### GIVEN DATA
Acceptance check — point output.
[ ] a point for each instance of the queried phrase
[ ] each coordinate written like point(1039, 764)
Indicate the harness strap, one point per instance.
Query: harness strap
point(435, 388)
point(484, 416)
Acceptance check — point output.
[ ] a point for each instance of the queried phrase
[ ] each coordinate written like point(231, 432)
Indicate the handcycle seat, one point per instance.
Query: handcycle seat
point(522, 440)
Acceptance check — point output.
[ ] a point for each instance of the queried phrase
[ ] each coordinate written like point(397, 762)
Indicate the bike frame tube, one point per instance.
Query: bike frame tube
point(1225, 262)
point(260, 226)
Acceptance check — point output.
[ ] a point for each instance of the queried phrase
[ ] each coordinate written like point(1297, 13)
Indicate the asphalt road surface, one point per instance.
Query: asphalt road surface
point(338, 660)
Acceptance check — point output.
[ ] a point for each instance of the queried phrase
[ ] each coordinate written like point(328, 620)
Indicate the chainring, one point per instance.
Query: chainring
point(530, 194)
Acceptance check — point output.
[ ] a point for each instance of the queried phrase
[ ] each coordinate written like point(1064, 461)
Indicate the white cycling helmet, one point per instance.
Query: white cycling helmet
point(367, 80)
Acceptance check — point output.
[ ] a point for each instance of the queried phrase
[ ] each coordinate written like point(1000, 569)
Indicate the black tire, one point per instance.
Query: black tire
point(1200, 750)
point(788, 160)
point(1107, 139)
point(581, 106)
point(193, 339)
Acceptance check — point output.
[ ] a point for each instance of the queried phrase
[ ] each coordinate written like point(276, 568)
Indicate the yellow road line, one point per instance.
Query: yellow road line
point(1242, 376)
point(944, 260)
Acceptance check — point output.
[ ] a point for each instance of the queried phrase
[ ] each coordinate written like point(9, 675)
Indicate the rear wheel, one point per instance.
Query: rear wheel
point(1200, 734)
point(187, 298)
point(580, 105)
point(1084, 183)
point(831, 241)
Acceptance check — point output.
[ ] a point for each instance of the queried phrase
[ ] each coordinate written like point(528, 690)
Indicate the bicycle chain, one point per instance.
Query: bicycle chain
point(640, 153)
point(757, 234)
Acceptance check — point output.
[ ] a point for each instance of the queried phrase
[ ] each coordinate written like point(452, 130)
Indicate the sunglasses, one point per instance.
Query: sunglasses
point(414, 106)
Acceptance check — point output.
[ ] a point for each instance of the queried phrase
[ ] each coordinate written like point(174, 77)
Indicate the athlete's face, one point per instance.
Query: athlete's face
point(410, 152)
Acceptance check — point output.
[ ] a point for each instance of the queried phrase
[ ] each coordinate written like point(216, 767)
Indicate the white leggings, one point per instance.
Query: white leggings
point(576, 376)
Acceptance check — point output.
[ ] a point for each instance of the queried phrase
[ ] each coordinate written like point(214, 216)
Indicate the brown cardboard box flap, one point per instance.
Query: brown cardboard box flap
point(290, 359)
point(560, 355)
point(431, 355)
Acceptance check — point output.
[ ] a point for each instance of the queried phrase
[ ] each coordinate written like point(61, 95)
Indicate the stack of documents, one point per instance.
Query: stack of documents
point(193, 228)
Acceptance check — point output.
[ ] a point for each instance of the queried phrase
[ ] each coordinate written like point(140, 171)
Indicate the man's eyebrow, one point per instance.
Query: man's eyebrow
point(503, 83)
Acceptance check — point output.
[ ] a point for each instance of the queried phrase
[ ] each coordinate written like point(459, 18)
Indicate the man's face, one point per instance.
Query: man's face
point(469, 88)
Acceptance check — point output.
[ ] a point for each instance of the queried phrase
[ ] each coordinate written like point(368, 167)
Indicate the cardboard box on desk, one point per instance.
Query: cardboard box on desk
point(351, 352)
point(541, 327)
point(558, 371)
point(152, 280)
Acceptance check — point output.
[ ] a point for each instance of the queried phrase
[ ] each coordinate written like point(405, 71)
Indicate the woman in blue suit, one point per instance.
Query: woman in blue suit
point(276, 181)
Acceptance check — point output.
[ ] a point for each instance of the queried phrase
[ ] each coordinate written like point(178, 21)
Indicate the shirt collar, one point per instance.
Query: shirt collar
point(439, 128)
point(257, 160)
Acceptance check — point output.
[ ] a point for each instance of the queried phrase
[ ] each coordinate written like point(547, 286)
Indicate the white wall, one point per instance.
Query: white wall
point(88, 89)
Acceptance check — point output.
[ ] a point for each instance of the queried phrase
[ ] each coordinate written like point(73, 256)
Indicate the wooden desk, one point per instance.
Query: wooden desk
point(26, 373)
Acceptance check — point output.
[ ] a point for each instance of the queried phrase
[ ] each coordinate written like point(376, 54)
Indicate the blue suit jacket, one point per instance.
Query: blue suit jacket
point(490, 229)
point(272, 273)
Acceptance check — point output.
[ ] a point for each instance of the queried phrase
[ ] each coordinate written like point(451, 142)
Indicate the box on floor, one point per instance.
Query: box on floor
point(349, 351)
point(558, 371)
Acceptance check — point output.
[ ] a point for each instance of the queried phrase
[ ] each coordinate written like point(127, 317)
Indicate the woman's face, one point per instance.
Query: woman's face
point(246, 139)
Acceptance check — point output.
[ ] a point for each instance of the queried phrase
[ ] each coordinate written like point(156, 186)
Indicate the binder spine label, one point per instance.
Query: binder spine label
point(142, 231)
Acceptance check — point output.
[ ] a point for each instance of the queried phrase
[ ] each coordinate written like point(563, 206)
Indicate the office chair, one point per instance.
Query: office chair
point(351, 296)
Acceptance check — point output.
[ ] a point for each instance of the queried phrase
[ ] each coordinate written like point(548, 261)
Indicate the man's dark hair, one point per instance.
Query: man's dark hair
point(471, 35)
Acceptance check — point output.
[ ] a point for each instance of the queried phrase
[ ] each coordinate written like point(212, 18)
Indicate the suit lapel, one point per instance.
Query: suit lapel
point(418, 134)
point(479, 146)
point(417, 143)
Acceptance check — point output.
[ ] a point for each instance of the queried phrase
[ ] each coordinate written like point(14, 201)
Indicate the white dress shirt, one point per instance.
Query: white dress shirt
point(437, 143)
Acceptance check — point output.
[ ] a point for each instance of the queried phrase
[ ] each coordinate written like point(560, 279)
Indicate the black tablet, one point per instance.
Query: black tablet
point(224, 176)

### EXERCISE GOAL
In your answer, repeat each line of the material word for word.

### RESULT FOR THIS TASK
Acceptance check — point output.
[ ] a point for each instance of the queried phrase
[ ] each coordinate written like point(1039, 764)
Indicate the harness strap, one point per instance.
Query: harness strap
point(435, 388)
point(484, 416)
Acceptance check — point output.
[ ] a point for each instance of the queried phrase
[ ] each coordinate written like point(231, 432)
Indicate the handcycle seat, one point per instance.
Query: handcycle seat
point(522, 440)
Acceptance check — point output.
[ ] a point for each instance of the queried phrase
[ ] each coordinate written like point(397, 762)
Indicate the bike frame tube, one point per instance.
Query: bike frame tube
point(1225, 262)
point(260, 226)
Acceptance check — point output.
[ ] a point for each instance of the queried phrase
[ ] each coordinate written like point(1297, 13)
Indicate the asphalt road surface, one point per instance.
Query: asphalt road surface
point(338, 660)
Acceptance check — point output.
[ ] a point for each instance of the queried phrase
[ ] each coordinate written like point(328, 620)
Indicate the chainring, one point per instance.
Query: chainring
point(530, 194)
Acceptance check — point output.
[ ] a point for each instance of the queried phrase
[ ] each coordinate written like point(1064, 461)
Indicate the white cycling helmet, one point per instance.
Query: white cycling helmet
point(367, 80)
Acceptance check — point output.
[ ] a point for each instance of the queried phrase
[ ] each coordinate written like point(1000, 569)
Indicate the black tire, one point per instance.
Query: black tire
point(1200, 750)
point(788, 160)
point(1107, 139)
point(581, 106)
point(193, 339)
Acceptance check — point output.
[ ] a point for each instance of the queried phrase
[ ] each coordinate written like point(276, 568)
Indicate the yellow road line, one point per instance.
Query: yellow road line
point(1242, 376)
point(944, 260)
Acceptance check — point output.
[ ] a point for each instance of the queried phrase
[ ] each coordinate written like point(9, 675)
Indicate the rear wheel, one point per instance.
Query: rear wheel
point(1200, 734)
point(187, 298)
point(580, 105)
point(1084, 183)
point(831, 241)
Acceptance check — point output.
[ ] a point for each instance of the queried phrase
[ ] each coordinate written like point(528, 690)
Indicate the bicycle chain, one point per instance.
Query: bicycle chain
point(640, 153)
point(757, 234)
Acceptance check — point output.
[ ] a point for each instance of the queried phrase
[ ] each coordinate written like point(452, 130)
Indicate the sunglasses, one point per instance.
Query: sunglasses
point(414, 106)
Acceptance check — point output.
[ ] a point for each instance of the queried phrase
[ ] each coordinate written like point(174, 77)
Indicate the athlete's face, one point per instance.
Query: athlete's face
point(410, 152)
Acceptance check — point output.
[ ] a point for each instance of the queried phrase
[ ] each coordinate written like point(216, 767)
Indicate the white leggings, one point per instance.
Query: white leggings
point(576, 376)
Acceptance check — point output.
[ ] a point for each instance of the queried phrase
[ ] each coordinate written like point(214, 216)
Indicate the brown cardboard box flap, one point per instance.
Query: brown cardboard box flap
point(290, 359)
point(560, 355)
point(431, 355)
Acceptance check — point output.
[ ] a point for each instance of the queried phrase
[ ] each coordinate written like point(61, 95)
Indicate the stack of documents, one point per instance.
Query: stack of documents
point(193, 228)
Acceptance check — point output.
[ ] a point for each instance of the queried phrase
[ ] each coordinate written like point(140, 171)
Indicate the man's eyebrow, one point per instance.
Query: man's eyebrow
point(503, 83)
Acceptance check — point output.
[ ] a point for each instance of the queried phrase
[ ] each coordinate written like point(459, 18)
Indicate the man's face, one point per instance.
Query: man's face
point(469, 88)
Acceptance check — point output.
[ ] a point for each instance of the queried phrase
[ ] each coordinate written like point(368, 167)
Indicate the cardboard box on desk, one point per instance.
Query: cardboard box on desk
point(351, 352)
point(541, 327)
point(558, 371)
point(152, 280)
Acceptance check — point output.
[ ] a point for each instance of the queried phrase
[ ] each coordinate written like point(405, 71)
Indicate the woman in blue suit, one point per instance.
Query: woman in blue suit
point(276, 181)
Acceptance check — point output.
[ ] a point for each instance of the queried phrase
[ ] each coordinate written like point(178, 21)
Indicate the shirt collar, one point per instance.
Query: shirt collar
point(439, 128)
point(257, 160)
Acceptance check — point output.
[ ] a point for each instance of the queried phrase
[ ] each coordinate written like point(547, 286)
Indicate the white wall, one point per instance.
Query: white wall
point(88, 89)
Acceptance check — point output.
[ ] a point for each instance of the queried phrase
[ ] each coordinate written like point(73, 256)
Indicate the wooden desk, one point per instance.
Query: wooden desk
point(26, 373)
Acceptance check — point output.
[ ] a point for each instance of the queried phrase
[ ] each coordinate written like point(376, 54)
Indicate the blue suit jacket, one point per instance.
Query: blue suit jacket
point(490, 229)
point(272, 273)
Acceptance check — point output.
[ ] a point for each instance of the queried phrase
[ ] each coordinate written like point(451, 142)
Indicate the box on floor, one point per instance.
Query: box on floor
point(349, 351)
point(558, 371)
Acceptance check — point output.
[ ] a point for each instance of the queried phrase
[ ] each coordinate written like point(127, 317)
Indicate the woman's face, one point per instance.
Query: woman's face
point(246, 139)
Acceptance check — point output.
[ ] a point for each instance of the queried phrase
[ ] each coordinate written like point(156, 186)
Indicate the binder spine label, one point per instance.
Query: binder spine label
point(142, 231)
Acceptance check — point output.
[ ] a point for each instance of the queried phrase
[ ] each coordinate written like point(563, 206)
Indicate the office chair, one point per instance.
Query: office chair
point(351, 296)
Acceptance check — point output.
[ ] a point for each instance of the queried phrase
[ ] each coordinate written like point(548, 261)
Indicate the man's dark hair, one point per instance.
Query: man's dark hair
point(471, 35)
Acceptance check — point output.
[ ] a point for each instance of the queried phrase
[ ] each coordinate written like point(212, 18)
Indicate the suit lapel, one point per instance.
Query: suit lapel
point(418, 134)
point(479, 146)
point(417, 143)
Acceptance check — point output.
[ ] a point for each instance of the queried phrase
[ ] each coordinate written like point(14, 201)
Indicate the white dress shirt, one point per instance.
Query: white dress shirt
point(437, 143)
Acceptance check — point output.
[ ] a point for each instance of the queried phrase
[ ] each coordinate written like point(560, 279)
Indicate the black tablet, one point per instance.
Query: black tablet
point(224, 176)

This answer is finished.